Activity: Throughout the listing below, show every line in which "order" occurs.

Material provided:

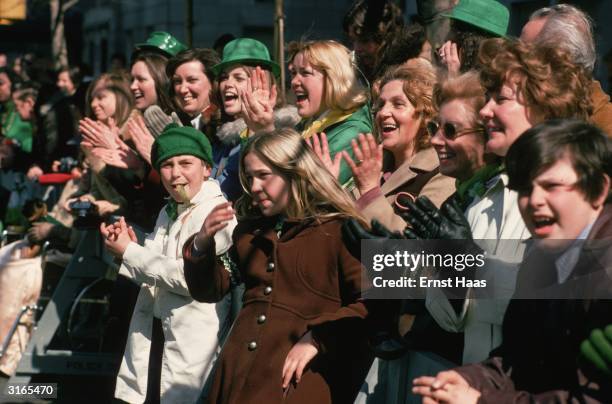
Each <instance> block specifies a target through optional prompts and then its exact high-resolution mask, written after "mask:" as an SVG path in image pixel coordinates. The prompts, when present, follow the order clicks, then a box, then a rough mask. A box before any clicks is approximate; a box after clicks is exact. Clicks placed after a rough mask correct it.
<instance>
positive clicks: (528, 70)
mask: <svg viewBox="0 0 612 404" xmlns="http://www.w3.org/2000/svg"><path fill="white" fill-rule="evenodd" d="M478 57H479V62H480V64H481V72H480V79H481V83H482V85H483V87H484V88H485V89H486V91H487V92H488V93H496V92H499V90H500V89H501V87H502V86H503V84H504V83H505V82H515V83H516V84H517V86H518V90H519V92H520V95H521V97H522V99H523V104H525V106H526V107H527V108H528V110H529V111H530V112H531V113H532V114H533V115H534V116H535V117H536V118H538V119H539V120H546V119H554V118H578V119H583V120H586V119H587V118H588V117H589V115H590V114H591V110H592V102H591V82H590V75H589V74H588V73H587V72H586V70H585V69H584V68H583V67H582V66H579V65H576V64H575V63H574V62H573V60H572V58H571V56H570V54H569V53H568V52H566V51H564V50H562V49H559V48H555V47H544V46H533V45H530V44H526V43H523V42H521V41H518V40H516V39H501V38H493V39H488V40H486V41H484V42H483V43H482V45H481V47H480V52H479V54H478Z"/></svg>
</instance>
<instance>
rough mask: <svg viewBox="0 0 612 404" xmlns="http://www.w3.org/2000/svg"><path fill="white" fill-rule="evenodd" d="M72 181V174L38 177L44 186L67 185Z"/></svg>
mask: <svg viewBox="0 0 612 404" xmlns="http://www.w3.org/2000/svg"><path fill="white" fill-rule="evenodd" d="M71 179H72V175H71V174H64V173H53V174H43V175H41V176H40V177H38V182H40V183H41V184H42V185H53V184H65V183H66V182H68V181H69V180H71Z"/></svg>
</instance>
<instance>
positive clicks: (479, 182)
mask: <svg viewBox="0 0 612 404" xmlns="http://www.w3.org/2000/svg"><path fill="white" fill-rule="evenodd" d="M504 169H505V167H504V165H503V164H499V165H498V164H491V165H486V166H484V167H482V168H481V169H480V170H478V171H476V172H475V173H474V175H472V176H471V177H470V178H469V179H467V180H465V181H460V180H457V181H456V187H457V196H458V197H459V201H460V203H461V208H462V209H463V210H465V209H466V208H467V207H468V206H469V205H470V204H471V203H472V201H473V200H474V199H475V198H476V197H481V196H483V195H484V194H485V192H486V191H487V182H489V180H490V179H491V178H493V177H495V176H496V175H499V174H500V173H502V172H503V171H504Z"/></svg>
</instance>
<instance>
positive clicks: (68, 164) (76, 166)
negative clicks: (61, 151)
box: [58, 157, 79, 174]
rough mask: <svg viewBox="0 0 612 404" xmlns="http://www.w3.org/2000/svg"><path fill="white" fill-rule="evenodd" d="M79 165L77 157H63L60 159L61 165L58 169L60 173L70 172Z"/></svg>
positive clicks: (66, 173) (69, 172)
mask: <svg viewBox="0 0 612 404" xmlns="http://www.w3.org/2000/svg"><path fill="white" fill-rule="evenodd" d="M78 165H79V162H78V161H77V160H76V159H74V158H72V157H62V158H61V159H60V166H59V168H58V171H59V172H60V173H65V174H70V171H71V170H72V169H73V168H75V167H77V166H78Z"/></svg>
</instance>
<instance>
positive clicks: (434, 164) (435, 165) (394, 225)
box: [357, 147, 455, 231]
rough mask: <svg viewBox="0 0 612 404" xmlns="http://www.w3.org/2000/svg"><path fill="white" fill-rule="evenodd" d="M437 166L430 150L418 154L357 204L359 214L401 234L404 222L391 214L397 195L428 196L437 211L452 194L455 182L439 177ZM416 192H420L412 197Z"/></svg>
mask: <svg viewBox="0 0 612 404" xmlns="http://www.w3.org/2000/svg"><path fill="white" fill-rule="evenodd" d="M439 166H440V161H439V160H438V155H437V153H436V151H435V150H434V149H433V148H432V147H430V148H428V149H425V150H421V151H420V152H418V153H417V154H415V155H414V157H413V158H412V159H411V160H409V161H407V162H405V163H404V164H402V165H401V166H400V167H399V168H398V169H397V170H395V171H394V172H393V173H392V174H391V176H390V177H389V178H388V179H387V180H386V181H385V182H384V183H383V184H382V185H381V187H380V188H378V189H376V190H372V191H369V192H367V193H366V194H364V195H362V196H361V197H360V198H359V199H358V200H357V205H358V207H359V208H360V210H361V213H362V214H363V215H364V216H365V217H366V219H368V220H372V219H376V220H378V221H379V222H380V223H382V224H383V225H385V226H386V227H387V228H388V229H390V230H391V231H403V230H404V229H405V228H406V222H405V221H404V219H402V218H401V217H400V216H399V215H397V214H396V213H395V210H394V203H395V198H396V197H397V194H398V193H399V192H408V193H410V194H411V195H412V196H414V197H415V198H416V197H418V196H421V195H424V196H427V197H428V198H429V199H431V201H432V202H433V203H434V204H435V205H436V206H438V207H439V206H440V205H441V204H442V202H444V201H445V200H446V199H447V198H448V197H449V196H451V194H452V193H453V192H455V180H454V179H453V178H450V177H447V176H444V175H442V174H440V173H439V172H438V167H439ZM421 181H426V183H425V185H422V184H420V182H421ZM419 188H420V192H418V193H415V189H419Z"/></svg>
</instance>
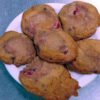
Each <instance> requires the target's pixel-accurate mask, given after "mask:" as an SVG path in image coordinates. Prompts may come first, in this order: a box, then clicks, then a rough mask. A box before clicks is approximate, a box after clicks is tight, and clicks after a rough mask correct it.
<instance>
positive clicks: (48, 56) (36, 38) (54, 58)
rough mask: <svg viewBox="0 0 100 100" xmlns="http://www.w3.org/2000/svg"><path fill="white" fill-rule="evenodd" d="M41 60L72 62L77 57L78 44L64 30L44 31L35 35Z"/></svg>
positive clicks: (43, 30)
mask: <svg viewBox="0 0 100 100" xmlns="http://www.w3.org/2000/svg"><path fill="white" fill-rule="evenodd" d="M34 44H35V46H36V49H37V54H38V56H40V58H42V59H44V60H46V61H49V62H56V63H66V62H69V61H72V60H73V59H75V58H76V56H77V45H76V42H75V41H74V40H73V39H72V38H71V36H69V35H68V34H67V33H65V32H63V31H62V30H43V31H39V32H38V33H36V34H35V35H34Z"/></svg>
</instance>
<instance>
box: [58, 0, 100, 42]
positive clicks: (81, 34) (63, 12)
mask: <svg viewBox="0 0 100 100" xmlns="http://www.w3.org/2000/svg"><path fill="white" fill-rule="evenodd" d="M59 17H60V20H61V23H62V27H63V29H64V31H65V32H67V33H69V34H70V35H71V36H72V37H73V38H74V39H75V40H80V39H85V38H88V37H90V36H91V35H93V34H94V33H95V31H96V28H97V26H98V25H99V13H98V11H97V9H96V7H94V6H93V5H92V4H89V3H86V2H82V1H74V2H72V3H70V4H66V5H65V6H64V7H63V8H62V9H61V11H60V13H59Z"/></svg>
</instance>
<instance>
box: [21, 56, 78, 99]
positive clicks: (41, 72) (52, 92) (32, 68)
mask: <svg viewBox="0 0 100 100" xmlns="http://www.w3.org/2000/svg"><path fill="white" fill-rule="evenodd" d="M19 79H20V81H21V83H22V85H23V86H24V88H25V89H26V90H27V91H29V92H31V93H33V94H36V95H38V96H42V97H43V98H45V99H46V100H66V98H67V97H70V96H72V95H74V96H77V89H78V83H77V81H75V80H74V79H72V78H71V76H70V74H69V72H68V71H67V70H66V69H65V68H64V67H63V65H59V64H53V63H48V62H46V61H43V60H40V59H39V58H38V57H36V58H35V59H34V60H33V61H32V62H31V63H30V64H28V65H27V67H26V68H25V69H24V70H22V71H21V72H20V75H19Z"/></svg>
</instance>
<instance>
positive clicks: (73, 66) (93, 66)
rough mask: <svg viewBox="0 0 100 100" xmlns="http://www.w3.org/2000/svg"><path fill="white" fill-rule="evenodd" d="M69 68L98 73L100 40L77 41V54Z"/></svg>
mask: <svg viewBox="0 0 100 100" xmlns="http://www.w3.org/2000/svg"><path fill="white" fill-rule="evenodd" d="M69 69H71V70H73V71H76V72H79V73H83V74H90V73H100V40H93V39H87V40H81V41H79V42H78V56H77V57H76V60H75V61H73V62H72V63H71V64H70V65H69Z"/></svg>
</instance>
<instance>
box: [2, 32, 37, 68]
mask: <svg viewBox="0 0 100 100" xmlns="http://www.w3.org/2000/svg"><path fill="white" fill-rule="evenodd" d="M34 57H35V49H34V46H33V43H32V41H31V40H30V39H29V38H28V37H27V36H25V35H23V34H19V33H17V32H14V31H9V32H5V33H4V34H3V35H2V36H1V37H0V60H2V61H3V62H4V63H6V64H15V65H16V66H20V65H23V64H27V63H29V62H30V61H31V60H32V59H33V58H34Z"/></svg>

Reply:
Each <instance> block specifies a target through optional prompts and then its exact high-resolution mask, written after "mask:" as an SVG path in image pixel coordinates. The prompts, when present, follow the order clicks, then a box, then a rough mask. A box before any clicks is approximate; a box after clicks is exact. Clicks placed after a rough mask correct it.
Each <instance> requires the target's pixel-accurate mask, given after "mask:" as an SVG path in image coordinates. Prompts may come first, in this order: a box, then clicks, then a rough mask. A box before clicks is approximate, a box after clicks is tight, and clicks after a rough mask correct it.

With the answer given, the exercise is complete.